▶ [Selected excerpt]
·····
Improving welding joints with fluid dynamics simulations - Dr. Marcin Serdeczny

Creating strong and repeatable joints at high speed with laser welding is a task of utmost importance in today’s engineering world. Ever-increasing requirements from the automotive industry push this technology to its maximum. Laser welding is a key step in manufacturing hairpin motors, which have several advantages over conventional winding motors when used in electric vehicles (EV). Hairpin technology relies on winding the electric motor with rectangular wires rather than traditional round wires. This enables denser and more deterministic winding which translates to higher power density, as well as easier automation of the production process. All in all, it brings us closer to creating less expensive and more powerful electric vehicles.

The challenge in creating hairpin motors is reliable melting and joining of hairpins with lasers. From the moment when laser irradiation is absorbed at the copper bar surface, the welding process begins. The two adjacent hairpins are heated above the melting point and start to flow, creating a melt pool that is very sensitive to the amount of absorbed laser radiation, and which solidifies to create a joint after the laser shuts off. All of this happens in fractions of milliseconds and is repeated thousands of times for a single electric motor.

Computational fluid dynamics (CFD) simulations with FLOW-3D WELD let engineers look at this process at high spatial and temporal resolution, thanks to its high fidelity multiphysics solver. FLOW-3D WELD numerically solves the conservation equations of fluid flow, allowing the user to predict the shape and size of the melt pool during and after welding. This virtual test bench of the process enables optimization of the welding parameters and identification of the sources of defects and variations in the joint.
·····
▶ [Listed records]
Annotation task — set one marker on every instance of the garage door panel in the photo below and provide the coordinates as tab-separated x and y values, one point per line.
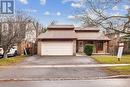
57	48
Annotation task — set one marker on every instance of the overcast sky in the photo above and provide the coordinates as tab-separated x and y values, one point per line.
61	11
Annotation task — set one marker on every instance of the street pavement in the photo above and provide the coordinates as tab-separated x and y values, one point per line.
53	72
59	60
69	83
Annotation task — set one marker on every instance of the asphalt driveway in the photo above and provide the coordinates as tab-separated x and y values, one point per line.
41	73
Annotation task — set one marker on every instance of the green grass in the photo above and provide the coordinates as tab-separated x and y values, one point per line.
112	59
11	61
116	70
119	70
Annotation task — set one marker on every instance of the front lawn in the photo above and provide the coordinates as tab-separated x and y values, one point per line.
112	59
116	70
12	60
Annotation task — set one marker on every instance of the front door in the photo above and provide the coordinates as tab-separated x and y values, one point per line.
80	46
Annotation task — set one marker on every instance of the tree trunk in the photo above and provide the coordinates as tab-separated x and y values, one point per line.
5	55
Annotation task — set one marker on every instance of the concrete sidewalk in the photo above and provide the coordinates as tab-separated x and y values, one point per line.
64	66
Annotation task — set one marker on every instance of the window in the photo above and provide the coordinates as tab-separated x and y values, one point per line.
100	45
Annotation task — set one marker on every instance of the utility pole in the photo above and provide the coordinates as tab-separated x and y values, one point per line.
0	33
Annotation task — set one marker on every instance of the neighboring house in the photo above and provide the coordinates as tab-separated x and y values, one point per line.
68	40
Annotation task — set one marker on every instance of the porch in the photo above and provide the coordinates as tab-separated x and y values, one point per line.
100	46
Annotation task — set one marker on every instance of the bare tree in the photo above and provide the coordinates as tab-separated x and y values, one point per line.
96	13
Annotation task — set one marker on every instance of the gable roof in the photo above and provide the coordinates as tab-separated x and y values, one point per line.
58	34
89	29
62	32
91	36
61	27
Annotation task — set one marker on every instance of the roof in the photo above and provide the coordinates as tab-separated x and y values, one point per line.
61	27
90	29
68	32
58	34
91	36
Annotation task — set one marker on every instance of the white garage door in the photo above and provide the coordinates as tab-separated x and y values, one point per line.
57	48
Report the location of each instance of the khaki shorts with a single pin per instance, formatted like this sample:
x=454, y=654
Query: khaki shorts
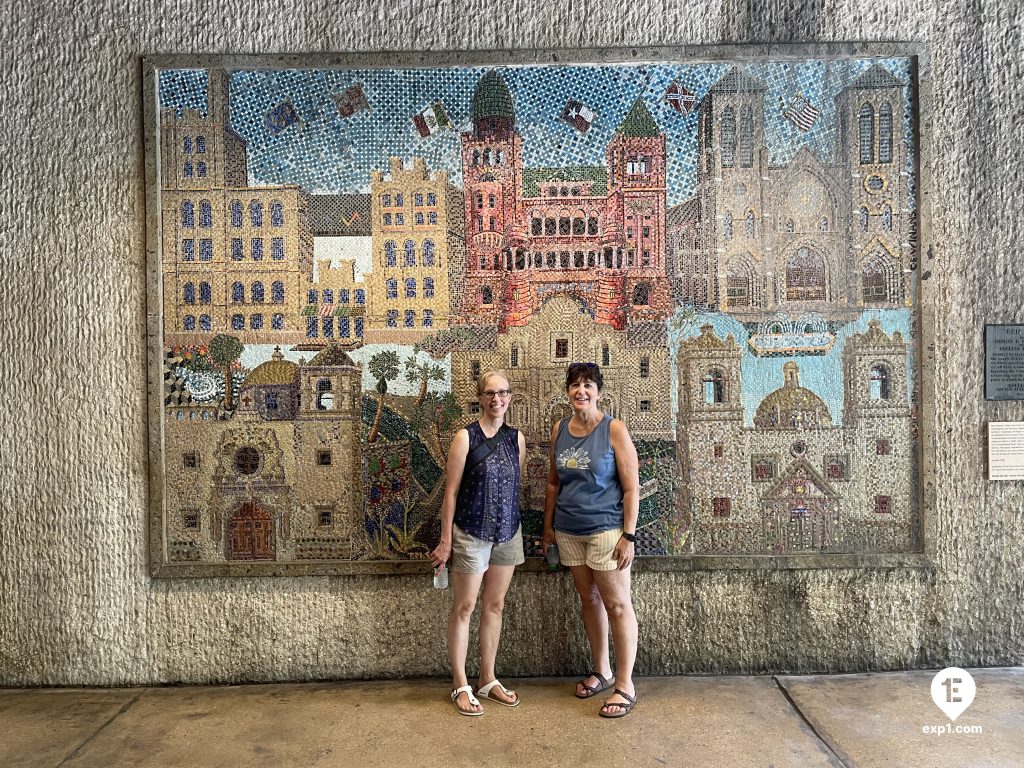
·····
▶ [Task item A]
According to the laser welding article, what kind of wire does hairpin technology use to wind the electric motor?
▶ [Task item B]
Carry on the laser welding article from its final sentence.

▶ [Expected answer A]
Rectangular wires, rather than traditional round wires.

▶ [Expected answer B]
Hairpin welding is only one of many examples where FLOW-3D WELD can be used to improve the laser welding process. Another prominent example is an optimization of the laser heat input during the welding of EV battery cells and cases, where joints are required to have minimal electrical resistivity and good mechanical strength, while too much laser power can lead to over-penetration and damaging of the cell. In fact, many challenges in laser welding boil down to fluid dynamics of the melt pool that can be predicted with FLOW-3D WELD. These are keyhole formation, collapse, and trapping of pores, instability and spatter, or surface roughness formation. Thanks to advances in computer science, parameters of laser welding no longer need to be guessed at but can be engineered using physics-driven simulations.

During this year’s MCWASP conference, we will be focusing on another interesting application of FLOW-3D WELD, which is prediction of alloys mixing during dissimilar materials welding. Laser welding of dissimilar materials is widely applied across the industry and is challenging due to differences in thermophysical properties of alloys. Moreover, the history and intensity of mixing alloys drives the formation of brittle intermetallic phases that degrade the quality of the joint. With FLOW-3D WELD, we can optimize the process parameters to minimize the dissimilar materials mixing, while ensuring good weld penetration.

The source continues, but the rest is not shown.